Text passage:
Feature caches (TaylorSeer, HiCache) skip the network on most denoising steps and
*forecast* the cached features from recent compute-step anchors. The literature treats the
forecast basis as a ladder to climb: monomial, Hermite, rational, Chebyshev, each pitched
as a better basis. We built the natural endpoint of that ladder, the exponential solution
class of the local feature-ODE fitted by Dynamic Mode Decomposition (Prony), benchmarked
it across two diffusion families, and found the honest answer:

## The domain split (read this first)

| workload | winning basis | evidence |
|---|---|---|
| **Flow-matching 3D generators** (Hunyuan3D-2.1 / 2-mini, SAM3D, TRELLIS v1/v2) | **exponential (DMD)** | +0.13 / +0.24 F-score over the deployed Hermite arm at intervals 5 / 6 on Hunyuan3D-2.1; exactly lossless at i5 on 2-mini; geometry-lossless (F1 = 1.000) through i6 at 1.56x on SAM3D |
| **DiT-class denoising** (DiT-XL/2, ImageNet-256, 250-step DDPM) | **polynomial** | corrected TaylorSeer is near-lossless (paired-noise FID drift 2.27 at 3.81x) and the corrected Hermite sweeps the interval ladder (3.54 / 6.46 / 10.74 at i4 / i6 / i8). The exponential basis drifts 5-9x more than the corrected Hermite at every interval tested |

Neither basis transfers, and on the Pareto front each family is owned outright: corrected
TaylorSeer / Hermite dominate DiT at every interval, DMD dominates the flow-matching 3D
family at every interval past i3. Any single-basis claim you have read (including our own
earlier framing) is family-conditional.

Dataset extract:
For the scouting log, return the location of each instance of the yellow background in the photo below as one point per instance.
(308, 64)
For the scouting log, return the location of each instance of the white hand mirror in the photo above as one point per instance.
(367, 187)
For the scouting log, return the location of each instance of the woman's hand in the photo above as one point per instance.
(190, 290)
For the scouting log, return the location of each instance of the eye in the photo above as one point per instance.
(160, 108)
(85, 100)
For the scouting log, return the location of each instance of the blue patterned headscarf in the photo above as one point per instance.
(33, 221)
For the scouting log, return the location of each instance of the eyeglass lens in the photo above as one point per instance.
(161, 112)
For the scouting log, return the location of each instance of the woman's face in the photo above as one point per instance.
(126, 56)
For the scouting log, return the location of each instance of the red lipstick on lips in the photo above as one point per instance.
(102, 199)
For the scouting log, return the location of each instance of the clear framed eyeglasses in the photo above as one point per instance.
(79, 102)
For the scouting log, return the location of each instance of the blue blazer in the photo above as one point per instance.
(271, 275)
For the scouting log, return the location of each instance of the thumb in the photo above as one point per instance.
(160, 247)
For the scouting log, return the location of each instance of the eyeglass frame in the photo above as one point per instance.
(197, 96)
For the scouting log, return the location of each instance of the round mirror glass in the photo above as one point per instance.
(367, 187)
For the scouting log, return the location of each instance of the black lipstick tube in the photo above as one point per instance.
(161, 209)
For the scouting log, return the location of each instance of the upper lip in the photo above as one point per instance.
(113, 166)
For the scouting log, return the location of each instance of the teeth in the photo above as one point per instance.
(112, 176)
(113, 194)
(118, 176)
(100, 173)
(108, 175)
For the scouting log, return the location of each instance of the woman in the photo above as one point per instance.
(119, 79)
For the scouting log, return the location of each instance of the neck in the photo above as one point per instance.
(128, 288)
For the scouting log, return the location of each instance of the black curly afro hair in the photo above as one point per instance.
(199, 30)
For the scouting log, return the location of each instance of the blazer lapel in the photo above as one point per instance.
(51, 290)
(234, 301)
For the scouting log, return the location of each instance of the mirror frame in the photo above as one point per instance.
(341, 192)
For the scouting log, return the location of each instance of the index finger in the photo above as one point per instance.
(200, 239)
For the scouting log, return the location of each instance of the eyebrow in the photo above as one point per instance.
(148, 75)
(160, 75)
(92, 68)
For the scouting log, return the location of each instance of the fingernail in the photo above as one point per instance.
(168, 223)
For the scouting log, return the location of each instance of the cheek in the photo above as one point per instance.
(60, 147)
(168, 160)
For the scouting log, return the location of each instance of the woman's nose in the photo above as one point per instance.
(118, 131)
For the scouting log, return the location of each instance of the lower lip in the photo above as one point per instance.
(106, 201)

Exercise requirements:
1/ Name every forecast basis listed as a rung of the ladder in the feature-cache text.
2/ Echo the feature-cache text from "Feature caches (TaylorSeer, HiCache)" to "(read this first)".

Answers to each task:
1/ monomial, Hermite, rational, Chebyshev

2/
Feature caches (TaylorSeer, HiCache) skip the network on most denoising steps and
*forecast* the cached features from recent compute-step anchors. The literature treats the
forecast basis as a ladder to climb: monomial, Hermite, rational, Chebyshev, each pitched
as a better basis. We built the natural endpoint of that ladder, the exponential solution
class of the local feature-ODE fitted by Dynamic Mode Decomposition (Prony), benchmarked
it across two diffusion families, and found the honest answer:

## The domain split (read this first)